*Exercise description*
How many lines in the items below contain the word "every"? Reply with the number alone.

+++

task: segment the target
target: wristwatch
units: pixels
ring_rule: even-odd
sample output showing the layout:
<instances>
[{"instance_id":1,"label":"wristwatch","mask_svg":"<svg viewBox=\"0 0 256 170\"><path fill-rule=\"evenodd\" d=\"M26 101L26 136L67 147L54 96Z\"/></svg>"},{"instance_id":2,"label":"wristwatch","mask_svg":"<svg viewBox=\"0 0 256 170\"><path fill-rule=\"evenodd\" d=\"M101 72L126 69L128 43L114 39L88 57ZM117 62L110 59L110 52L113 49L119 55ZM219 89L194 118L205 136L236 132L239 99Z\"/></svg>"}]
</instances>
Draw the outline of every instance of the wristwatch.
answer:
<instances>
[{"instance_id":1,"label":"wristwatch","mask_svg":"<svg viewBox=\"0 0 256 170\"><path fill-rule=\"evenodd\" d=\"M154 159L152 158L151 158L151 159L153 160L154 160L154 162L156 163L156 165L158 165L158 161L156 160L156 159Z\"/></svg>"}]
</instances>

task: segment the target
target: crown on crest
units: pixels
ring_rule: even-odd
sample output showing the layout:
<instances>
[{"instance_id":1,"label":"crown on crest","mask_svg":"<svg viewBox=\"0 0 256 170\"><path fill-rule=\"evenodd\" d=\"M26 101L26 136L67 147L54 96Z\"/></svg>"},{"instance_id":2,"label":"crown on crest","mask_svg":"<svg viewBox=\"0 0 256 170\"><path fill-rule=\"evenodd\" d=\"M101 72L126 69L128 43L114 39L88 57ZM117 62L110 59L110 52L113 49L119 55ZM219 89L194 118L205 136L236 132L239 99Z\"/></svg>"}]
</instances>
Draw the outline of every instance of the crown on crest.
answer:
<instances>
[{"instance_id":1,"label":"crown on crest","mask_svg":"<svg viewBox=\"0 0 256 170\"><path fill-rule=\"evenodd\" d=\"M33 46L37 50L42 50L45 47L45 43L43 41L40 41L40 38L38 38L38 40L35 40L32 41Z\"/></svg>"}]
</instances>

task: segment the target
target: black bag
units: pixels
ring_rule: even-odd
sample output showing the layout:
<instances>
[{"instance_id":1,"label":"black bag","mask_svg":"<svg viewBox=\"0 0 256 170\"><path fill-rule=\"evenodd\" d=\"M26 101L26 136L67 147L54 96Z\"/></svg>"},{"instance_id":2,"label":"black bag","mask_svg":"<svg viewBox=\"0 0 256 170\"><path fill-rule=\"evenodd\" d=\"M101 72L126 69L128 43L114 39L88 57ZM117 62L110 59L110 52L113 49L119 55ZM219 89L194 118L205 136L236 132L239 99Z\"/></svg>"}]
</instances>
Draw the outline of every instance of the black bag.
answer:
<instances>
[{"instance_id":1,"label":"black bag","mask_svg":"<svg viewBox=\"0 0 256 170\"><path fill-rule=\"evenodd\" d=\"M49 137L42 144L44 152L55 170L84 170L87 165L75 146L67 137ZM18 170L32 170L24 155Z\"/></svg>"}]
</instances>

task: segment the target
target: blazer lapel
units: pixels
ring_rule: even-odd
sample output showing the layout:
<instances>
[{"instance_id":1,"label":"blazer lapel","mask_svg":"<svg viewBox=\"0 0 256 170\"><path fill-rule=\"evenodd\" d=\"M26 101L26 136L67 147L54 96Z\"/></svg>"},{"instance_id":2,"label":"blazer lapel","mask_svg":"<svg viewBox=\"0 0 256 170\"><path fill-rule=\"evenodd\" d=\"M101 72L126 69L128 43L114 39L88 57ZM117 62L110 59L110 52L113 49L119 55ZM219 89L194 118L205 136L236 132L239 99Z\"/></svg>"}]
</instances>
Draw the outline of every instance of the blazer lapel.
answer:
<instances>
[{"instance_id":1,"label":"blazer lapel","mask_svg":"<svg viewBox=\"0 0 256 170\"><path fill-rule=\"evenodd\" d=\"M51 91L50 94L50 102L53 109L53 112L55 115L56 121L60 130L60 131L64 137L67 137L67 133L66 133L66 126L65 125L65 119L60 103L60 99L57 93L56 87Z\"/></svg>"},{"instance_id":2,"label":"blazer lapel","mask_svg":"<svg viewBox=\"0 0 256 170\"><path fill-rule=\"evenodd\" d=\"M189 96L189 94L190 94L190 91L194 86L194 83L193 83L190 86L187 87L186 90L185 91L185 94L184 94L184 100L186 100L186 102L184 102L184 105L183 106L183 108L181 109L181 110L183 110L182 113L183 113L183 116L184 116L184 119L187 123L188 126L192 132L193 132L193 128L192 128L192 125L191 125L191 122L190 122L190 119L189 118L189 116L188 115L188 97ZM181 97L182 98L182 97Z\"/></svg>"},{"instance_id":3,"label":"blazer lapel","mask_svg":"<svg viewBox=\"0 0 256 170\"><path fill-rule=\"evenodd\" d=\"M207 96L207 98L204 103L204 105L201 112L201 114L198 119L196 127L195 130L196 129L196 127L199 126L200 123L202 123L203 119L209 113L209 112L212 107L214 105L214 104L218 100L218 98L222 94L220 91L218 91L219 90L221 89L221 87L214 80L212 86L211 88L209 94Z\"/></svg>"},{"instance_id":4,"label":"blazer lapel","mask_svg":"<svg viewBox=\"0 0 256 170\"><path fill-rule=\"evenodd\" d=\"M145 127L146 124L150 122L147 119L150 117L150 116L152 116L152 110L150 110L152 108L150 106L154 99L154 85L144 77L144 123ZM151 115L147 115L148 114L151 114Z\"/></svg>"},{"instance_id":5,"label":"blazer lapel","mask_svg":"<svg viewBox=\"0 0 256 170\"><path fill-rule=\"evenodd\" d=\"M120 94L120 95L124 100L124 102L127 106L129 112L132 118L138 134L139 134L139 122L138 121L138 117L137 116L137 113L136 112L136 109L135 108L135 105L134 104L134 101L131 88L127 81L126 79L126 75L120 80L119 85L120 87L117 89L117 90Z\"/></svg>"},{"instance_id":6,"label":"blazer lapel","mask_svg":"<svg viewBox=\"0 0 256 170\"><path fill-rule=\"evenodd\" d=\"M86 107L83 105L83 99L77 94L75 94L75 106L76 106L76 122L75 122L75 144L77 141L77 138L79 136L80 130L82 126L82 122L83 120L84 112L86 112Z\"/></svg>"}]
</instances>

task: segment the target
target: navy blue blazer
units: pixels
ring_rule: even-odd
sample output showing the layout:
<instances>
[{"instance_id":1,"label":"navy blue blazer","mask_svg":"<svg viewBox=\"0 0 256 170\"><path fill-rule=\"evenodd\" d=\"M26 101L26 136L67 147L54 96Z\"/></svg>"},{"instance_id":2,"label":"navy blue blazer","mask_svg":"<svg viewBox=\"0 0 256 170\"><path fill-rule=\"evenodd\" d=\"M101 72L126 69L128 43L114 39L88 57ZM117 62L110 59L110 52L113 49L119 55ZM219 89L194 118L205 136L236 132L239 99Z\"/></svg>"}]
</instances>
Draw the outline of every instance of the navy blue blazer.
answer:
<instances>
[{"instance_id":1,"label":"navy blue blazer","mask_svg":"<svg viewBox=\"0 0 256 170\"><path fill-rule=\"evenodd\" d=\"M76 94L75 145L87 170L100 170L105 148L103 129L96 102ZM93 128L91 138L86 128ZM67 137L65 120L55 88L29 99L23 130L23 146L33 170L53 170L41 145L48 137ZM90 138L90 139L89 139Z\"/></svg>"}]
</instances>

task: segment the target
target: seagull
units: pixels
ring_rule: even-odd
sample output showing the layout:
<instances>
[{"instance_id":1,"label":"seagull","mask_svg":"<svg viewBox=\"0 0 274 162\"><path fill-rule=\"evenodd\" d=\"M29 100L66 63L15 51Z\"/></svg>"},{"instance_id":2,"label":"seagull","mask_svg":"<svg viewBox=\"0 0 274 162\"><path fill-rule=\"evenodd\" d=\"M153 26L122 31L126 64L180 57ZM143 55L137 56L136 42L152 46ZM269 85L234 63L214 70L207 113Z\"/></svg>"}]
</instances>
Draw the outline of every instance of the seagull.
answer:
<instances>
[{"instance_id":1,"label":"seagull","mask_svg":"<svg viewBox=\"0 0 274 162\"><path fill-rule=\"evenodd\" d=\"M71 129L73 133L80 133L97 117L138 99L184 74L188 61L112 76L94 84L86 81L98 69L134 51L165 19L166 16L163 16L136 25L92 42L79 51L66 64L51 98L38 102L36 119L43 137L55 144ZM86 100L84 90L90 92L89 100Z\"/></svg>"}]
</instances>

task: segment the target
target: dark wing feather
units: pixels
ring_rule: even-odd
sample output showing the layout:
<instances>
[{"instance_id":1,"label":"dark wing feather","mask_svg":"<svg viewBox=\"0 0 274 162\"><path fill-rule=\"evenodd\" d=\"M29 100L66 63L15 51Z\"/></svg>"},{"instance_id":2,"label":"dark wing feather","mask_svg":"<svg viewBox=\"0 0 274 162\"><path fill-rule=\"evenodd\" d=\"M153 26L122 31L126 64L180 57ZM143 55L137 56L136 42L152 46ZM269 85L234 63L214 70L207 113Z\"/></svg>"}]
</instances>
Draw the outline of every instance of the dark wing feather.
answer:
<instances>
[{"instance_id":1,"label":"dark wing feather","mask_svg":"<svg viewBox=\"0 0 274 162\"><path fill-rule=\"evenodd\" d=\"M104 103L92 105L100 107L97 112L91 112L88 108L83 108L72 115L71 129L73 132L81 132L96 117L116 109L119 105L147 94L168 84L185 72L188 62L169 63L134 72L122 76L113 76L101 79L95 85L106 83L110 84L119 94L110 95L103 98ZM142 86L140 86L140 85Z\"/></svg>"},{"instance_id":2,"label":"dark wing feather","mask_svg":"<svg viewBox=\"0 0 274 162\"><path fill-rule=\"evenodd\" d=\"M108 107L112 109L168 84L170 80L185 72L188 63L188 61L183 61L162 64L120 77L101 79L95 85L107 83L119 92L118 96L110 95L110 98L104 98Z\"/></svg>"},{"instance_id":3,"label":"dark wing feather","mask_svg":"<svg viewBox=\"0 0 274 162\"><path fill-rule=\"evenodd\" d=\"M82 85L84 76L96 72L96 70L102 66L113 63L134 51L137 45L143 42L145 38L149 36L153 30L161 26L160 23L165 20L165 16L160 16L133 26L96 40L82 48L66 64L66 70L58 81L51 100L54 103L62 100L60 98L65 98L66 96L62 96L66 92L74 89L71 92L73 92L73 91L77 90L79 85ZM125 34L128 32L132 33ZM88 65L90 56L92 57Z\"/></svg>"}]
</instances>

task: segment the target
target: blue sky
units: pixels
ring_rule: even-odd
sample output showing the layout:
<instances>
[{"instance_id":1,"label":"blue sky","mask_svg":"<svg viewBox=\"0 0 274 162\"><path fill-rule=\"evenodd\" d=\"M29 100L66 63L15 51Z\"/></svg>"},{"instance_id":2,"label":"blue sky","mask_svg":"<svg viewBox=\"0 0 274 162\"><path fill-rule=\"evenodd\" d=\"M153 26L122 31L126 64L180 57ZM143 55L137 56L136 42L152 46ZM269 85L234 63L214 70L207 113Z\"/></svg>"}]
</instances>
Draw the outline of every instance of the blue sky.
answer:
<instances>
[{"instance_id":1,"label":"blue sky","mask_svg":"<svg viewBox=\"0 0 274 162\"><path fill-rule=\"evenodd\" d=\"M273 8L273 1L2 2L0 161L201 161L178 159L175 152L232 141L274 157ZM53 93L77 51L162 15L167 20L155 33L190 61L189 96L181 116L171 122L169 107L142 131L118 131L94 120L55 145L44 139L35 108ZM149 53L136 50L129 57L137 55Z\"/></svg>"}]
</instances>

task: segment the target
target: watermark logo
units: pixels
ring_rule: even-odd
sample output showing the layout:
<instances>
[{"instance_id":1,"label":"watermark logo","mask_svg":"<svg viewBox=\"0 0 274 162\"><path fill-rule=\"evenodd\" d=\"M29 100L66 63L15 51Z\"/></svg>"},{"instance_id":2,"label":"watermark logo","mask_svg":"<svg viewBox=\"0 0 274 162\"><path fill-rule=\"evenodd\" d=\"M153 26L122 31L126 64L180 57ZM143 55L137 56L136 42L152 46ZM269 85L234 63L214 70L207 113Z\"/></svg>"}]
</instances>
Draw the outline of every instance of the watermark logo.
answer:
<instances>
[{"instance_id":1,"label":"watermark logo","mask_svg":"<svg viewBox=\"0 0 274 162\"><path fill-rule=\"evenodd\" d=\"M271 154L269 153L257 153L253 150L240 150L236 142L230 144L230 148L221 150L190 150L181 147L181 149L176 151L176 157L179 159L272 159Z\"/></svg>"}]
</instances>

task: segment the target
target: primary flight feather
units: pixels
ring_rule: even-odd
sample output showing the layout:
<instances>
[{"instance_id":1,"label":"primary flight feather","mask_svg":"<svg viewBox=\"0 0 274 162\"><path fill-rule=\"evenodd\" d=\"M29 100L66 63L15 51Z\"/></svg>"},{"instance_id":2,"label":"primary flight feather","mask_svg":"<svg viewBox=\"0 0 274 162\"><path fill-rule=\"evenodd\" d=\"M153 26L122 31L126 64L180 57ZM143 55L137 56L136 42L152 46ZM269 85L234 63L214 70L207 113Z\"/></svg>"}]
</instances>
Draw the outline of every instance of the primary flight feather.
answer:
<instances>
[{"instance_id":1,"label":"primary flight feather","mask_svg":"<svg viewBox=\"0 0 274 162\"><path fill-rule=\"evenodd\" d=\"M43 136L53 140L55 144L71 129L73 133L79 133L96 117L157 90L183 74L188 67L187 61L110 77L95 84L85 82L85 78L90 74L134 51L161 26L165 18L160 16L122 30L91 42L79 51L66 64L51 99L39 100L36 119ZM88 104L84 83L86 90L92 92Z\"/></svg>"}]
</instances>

+++

*Answer to this exercise*
10